*AIM 1*. Which lines of the rows below contain the word "bunch"? Locate each one and copy it, treating case as significant.

*TEXT PASSAGE*.
■ ■ ■ ■

# LGB 2012 New Items Brochure



## krs (Feb 29, 2008)

The 2012 LGB New Items brochure has just been released by Marklin/LGB.
66 Pages - 11 Meg.
You can download it here - bottom right of this page:
http://www.gbdb.info/details.php?image_id=3797

Knut


----------



## Cougar Rock Rail (Jan 2, 2008)

Some interesting items--especially the Allegra and the new rungenwagen. Did you notice the FCC interference protection circuit near the back for analog or digital? 

Keith


----------



## VictorSpear (Oct 19, 2011)

I'd be curious if any Marklin Club members have tried the free handheld catalog app for 2012 on the iphone. Built by some of my friends at 21Torr - any feedback would be great.

Cheers
Victor


----------



## Cougar Rock Rail (Jan 2, 2008)

Hi Victor, 

I'm a member of the LGB club but I wasn't aware there was an app for the catalog. I just checked and it looks like the old catalog is there but no sign of the 2012/2013 version. Also, I suspect the catalog is only for Maerklin items--no LGB. 
Thanks, 
Keith


----------



## Guest (Jan 18, 2012)

Shame it's not available for Android. But obviously it's not important to serve 50% of the smartphone users...


----------



## Cougar Rock Rail (Jan 2, 2008)

It seems like Maerklin has chosen the iphone/ipad for their new central station control software too.


----------



## krs (Feb 29, 2008)

Posted By Cougar Rock Rail on 17 Jan 2012 04:53 PM 
Did you notice the FCC interference protection circuit near the back for analog or digital? 

Keith 
Yeah Keith,

I would love to know what that is all about.

Regards,

Knut


----------



## Dave Meashey (Jan 2, 2008)

■ ■ ■ ■

*AIM 2*. Can you rewrite the forum thread between "Some interesting items--especially" and "(Oct 19, 2011)", inclusive, with "Allegra" changed to "Mogul"?

[Pointing dataset records]
■ ■ ■ ■

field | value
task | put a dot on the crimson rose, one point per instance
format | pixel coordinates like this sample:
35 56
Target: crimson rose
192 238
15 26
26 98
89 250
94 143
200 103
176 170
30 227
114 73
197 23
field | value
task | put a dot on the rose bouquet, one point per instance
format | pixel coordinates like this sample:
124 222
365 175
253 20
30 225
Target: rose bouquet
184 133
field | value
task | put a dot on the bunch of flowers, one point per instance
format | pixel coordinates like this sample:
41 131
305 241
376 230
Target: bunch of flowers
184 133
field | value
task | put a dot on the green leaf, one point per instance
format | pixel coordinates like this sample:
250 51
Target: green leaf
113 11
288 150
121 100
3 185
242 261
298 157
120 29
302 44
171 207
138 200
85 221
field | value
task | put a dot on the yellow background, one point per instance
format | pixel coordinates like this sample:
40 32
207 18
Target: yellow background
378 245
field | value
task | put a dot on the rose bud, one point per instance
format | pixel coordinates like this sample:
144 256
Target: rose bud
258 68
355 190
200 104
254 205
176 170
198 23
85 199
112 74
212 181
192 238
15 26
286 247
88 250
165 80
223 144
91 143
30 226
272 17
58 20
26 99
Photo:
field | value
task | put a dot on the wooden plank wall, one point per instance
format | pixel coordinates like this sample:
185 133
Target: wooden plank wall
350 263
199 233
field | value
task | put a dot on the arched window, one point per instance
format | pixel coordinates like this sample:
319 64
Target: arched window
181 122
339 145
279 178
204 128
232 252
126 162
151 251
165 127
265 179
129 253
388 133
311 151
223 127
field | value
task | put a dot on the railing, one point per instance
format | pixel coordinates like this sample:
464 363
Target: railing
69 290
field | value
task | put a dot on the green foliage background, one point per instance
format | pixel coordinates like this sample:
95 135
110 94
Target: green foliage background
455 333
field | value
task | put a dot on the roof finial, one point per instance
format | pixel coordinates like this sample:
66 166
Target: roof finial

■ ■ ■ ■

*FINISHED ANSWER 1*.
task | put a dot on the bunch of flowers, one point per instance
Target: bunch of flowers

*FINISHED ANSWER 2*.
Some interesting items--especially the Mogul and the new rungenwagen. Did you notice the FCC interference protection circuit near the back for analog or digital? 

Keith


----------



## VictorSpear (Oct 19, 2011)